● **AUFGABE A**
Prüfe anhand des Auszugs über den Polnisch-Sowjetischen Krieg, ob die folgenden Aussagen zutreffen: (i) Der Polnisch-Sowjetische Krieg dauerte von 1919 bis 1921. (ii) Stephan Lehnstaedt arbeitet heute am Deutschen Historischen Institut Warschau. (iii) Die Spannungen der Friedensordnung wurden durch den Zweiten Weltkrieg aufgelöst. Antworte jeweils mit Ja oder Nein und zitiere die entscheidenden Worte des Auszugs wörtlich.
● **AUFGABE B**
Wiederhole aus dem Auszug über den Polnisch-Sowjetischen Krieg den Abschnitt wortgetreu, der bei den Worten „Stephan Lehnstaedt über“ beginnt und nach den Worten „1919 bis 1921.“ endet.

● **AUSGEWÄHLTER AUSZUG**
::::::::::

Stephan Lehnstaedt über die Urkatastrophe des 20. Jahrhunderts in Osteuropa.

Wie lange dauerte der Erste Weltkrieg? Für den Westen Europas ist diese Frage beantwortet: gut vier Jahre, von Juli 1914 bis November 1918. Und im Osten Europas? Hier liegen die Dinge anders – eine Geschichte, die im Westen kaum präsent ist. Umso wertvoller erscheint das neue Buch von Stephan Lehnstaedt – die erste deutsche Untersuchung eines beinahe vergessenen Konflikts in Europa: des Polnisch-Sowjetischen Krieges der Jahre 1919 bis 1921.

Der frühere Mitarbeiter des Deutschen Historischen Instituts Warschau und heutige Professor am Touro College Berlin bezeichnet ebenjenen Krieg als „Urkatastrophe des osteuropäischen 20. Jahrhunderts“. Denn an dessen Ende stand eine labile Friedensordnung, deren Spannungen selbst durch den Zweiten Weltkrieg nicht aufgelöst wurden. Und so zieht sich bis heute der Streit um historische Grenzen und nationale Minderheiten wie ein roter Faden durch die Geschichte Osteuropas. Gerade auch der gegenwärtige Konflikt in der und um die Ukraine ist in diesem Kontext zu sehen.

::::::::::

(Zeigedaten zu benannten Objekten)
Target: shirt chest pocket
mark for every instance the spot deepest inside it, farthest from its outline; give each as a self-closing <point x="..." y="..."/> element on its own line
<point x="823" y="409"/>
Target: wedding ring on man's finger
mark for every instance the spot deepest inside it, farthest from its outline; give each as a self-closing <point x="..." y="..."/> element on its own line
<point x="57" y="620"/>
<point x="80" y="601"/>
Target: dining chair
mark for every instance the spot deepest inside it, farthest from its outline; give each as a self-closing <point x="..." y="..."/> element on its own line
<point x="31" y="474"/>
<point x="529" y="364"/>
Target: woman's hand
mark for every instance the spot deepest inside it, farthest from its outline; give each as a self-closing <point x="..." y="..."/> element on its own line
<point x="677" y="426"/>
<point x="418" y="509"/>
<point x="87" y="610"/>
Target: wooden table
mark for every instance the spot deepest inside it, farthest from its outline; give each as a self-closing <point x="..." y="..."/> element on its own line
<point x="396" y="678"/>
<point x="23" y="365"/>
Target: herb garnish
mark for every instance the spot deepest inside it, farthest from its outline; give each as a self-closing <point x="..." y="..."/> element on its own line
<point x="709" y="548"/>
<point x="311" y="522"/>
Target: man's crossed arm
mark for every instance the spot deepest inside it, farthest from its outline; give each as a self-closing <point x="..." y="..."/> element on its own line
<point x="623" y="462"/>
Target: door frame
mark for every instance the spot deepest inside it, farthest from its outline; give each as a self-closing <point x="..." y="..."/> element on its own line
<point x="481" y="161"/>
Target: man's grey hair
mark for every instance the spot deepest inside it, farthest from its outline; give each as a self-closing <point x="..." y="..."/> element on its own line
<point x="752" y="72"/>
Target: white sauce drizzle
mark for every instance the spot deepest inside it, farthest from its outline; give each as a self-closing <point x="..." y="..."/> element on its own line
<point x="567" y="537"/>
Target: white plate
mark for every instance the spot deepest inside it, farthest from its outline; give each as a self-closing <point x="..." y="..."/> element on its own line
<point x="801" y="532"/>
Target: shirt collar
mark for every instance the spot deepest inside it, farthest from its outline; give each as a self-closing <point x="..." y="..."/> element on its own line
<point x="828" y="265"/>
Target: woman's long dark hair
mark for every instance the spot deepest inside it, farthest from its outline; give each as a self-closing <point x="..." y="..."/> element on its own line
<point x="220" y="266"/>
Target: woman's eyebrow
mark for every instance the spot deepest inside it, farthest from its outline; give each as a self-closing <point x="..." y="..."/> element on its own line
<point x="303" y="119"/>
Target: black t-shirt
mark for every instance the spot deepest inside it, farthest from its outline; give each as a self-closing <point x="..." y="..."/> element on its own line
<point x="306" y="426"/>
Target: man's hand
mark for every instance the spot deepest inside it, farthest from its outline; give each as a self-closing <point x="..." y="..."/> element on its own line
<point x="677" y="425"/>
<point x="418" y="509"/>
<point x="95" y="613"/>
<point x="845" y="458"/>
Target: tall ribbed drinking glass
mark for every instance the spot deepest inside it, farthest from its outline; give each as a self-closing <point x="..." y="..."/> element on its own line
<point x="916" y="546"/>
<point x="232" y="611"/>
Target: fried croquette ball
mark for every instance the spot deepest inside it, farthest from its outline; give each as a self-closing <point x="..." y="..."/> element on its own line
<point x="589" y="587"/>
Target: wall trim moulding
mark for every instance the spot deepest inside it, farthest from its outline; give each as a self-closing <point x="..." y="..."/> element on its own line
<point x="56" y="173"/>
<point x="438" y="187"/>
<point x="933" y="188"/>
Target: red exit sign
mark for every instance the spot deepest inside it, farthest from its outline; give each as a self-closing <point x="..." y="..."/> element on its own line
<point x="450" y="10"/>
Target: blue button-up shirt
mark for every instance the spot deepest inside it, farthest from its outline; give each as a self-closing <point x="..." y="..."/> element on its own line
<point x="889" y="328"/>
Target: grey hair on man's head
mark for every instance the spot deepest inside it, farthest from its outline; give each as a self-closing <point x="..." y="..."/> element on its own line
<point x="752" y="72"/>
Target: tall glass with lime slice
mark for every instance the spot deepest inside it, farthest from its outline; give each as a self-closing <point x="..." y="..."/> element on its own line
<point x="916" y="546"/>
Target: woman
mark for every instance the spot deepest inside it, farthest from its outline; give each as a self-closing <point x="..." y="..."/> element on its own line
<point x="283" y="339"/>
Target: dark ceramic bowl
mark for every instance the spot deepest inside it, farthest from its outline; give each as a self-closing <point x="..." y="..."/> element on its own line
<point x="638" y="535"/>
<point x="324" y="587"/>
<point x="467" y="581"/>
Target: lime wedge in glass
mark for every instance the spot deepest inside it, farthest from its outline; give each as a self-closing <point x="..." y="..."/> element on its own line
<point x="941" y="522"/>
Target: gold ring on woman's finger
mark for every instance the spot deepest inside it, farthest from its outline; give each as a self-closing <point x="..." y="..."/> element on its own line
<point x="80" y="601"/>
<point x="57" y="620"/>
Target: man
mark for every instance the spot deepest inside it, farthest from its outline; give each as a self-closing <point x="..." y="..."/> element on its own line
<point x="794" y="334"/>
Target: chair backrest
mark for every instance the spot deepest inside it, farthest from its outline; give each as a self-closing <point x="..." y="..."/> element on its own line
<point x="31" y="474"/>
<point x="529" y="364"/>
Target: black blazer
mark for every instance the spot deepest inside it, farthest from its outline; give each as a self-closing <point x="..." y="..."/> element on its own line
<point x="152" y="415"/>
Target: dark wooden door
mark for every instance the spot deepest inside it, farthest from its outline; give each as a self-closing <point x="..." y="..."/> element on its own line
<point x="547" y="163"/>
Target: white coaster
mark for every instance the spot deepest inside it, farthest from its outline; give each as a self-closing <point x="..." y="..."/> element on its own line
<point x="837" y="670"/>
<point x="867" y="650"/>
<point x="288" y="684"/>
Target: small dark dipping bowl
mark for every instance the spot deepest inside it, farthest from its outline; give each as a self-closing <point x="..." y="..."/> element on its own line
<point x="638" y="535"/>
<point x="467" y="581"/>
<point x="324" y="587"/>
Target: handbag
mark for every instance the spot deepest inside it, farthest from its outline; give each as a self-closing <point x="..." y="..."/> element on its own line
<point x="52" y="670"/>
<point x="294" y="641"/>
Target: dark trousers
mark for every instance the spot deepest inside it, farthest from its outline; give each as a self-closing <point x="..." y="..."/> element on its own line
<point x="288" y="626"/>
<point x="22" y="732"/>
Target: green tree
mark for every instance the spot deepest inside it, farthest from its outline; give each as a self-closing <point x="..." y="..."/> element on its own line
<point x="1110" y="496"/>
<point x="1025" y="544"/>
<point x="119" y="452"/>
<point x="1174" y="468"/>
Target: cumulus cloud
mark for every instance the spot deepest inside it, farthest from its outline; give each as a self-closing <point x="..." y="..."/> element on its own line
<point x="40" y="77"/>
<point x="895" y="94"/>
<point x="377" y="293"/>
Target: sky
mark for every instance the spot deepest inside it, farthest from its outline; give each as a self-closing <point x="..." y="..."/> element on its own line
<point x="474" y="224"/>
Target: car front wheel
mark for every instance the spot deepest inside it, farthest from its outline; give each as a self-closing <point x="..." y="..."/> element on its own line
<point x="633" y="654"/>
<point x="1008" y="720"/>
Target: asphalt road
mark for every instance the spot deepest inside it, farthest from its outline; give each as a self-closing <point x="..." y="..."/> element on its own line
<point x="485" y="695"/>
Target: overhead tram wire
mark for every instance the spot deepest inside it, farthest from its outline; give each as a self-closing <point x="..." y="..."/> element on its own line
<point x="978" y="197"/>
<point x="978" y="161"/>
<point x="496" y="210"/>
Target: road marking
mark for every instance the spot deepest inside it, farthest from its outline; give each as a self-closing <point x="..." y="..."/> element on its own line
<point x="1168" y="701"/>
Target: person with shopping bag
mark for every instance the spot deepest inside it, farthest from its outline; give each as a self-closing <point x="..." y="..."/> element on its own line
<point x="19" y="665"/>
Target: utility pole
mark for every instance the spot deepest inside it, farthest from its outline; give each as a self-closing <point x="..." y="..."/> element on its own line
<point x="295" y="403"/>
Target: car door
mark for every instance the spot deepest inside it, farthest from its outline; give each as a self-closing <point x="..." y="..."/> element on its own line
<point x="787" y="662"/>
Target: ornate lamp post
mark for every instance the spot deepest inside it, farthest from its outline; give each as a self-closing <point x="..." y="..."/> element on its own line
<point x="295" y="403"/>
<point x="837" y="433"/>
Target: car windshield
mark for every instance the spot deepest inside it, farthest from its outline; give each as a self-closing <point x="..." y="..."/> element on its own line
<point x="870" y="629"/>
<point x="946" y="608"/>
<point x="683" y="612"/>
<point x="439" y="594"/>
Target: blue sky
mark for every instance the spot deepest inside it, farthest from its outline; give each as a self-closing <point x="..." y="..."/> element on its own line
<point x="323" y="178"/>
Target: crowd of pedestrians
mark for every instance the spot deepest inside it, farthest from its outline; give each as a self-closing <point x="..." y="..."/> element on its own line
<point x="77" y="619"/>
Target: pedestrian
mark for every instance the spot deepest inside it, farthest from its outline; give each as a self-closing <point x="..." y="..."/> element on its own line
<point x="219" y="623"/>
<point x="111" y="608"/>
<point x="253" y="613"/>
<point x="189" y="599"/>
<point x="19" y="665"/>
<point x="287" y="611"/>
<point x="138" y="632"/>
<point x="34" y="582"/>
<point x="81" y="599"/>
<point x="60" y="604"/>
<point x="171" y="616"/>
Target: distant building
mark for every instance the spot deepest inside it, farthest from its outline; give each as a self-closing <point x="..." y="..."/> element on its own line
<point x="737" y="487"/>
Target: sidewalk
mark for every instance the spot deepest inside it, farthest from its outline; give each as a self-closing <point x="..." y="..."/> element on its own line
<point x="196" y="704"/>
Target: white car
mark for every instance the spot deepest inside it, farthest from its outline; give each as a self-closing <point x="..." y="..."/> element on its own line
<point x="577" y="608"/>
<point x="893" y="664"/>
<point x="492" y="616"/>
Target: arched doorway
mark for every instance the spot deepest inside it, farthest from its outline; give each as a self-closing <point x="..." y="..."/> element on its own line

::::::::::

● **LÖSUNG A**
(i) Ja: „des Polnisch-Sowjetischen Krieges der Jahre 1919 bis 1921“
(ii) Nein: „Der frühere Mitarbeiter des Deutschen Historischen Instituts Warschau und heutige Professor am Touro College Berlin“
(iii) Nein: „deren Spannungen selbst durch den Zweiten Weltkrieg nicht aufgelöst wurden“

● **LÖSUNG B**
Stephan Lehnstaedt über die Urkatastrophe des 20. Jahrhunderts in Osteuropa.

Wie lange dauerte der Erste Weltkrieg? Für den Westen Europas ist diese Frage beantwortet: gut vier Jahre, von Juli 1914 bis November 1918. Und im Osten Europas? Hier liegen die Dinge anders – eine Geschichte, die im Westen kaum präsent ist. Umso wertvoller erscheint das neue Buch von Stephan Lehnstaedt – die erste deutsche Untersuchung eines beinahe vergessenen Konflikts in Europa: des Polnisch-Sowjetischen Krieges der Jahre 1919 bis 1921.